YOUR GOAL: Print only the lines below from the one with "Each instance receives" to the one with "Target: black tire", both included, exactly as they stand. Leave pictures out.

(RECORDS PROVIDED begins)

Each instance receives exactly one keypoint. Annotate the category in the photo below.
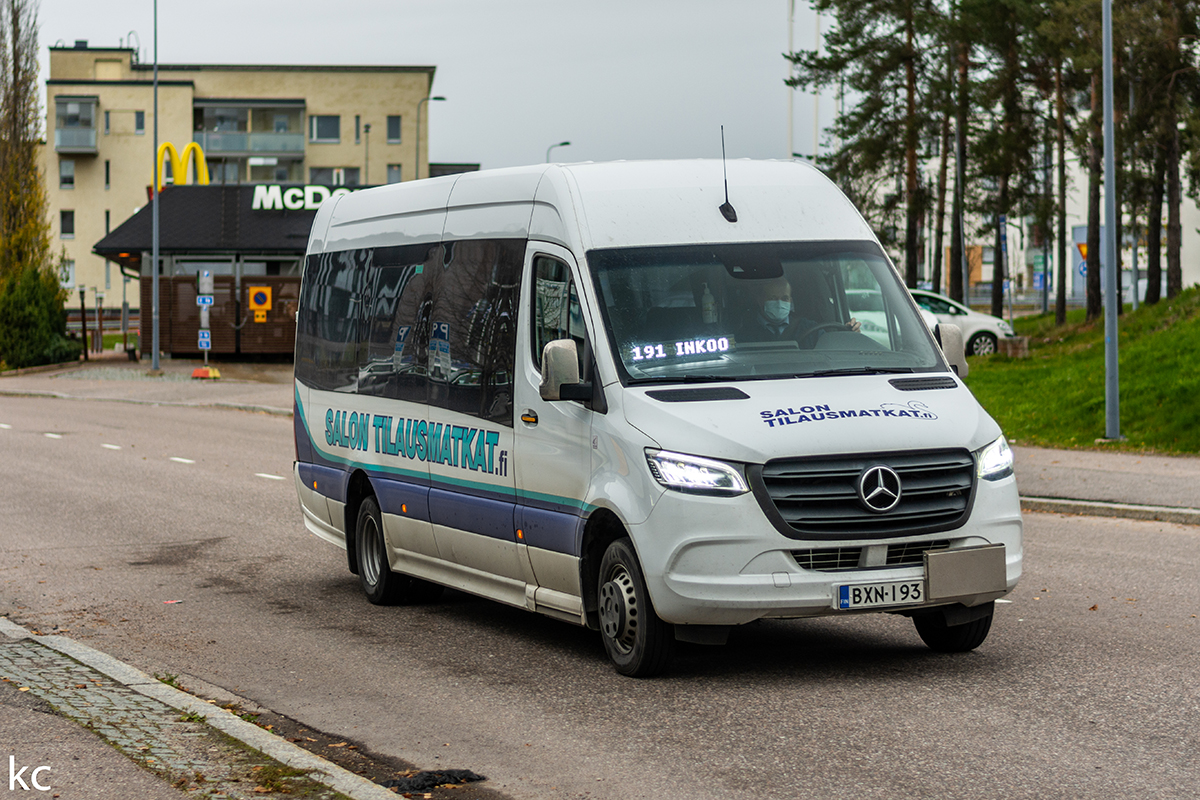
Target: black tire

(RECORDS PROVIDED ends)
(RECORDS PROVIDED begins)

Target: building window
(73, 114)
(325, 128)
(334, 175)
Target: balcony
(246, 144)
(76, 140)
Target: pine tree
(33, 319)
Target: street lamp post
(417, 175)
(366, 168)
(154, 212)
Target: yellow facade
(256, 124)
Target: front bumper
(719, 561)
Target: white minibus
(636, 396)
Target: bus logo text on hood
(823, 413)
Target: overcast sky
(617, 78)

(RECORDS PROVIDED ends)

RESULT OF THE EXERCISE:
Each instance receives exactly one keypoint. Annotate the category in the photo below.
Target: black tire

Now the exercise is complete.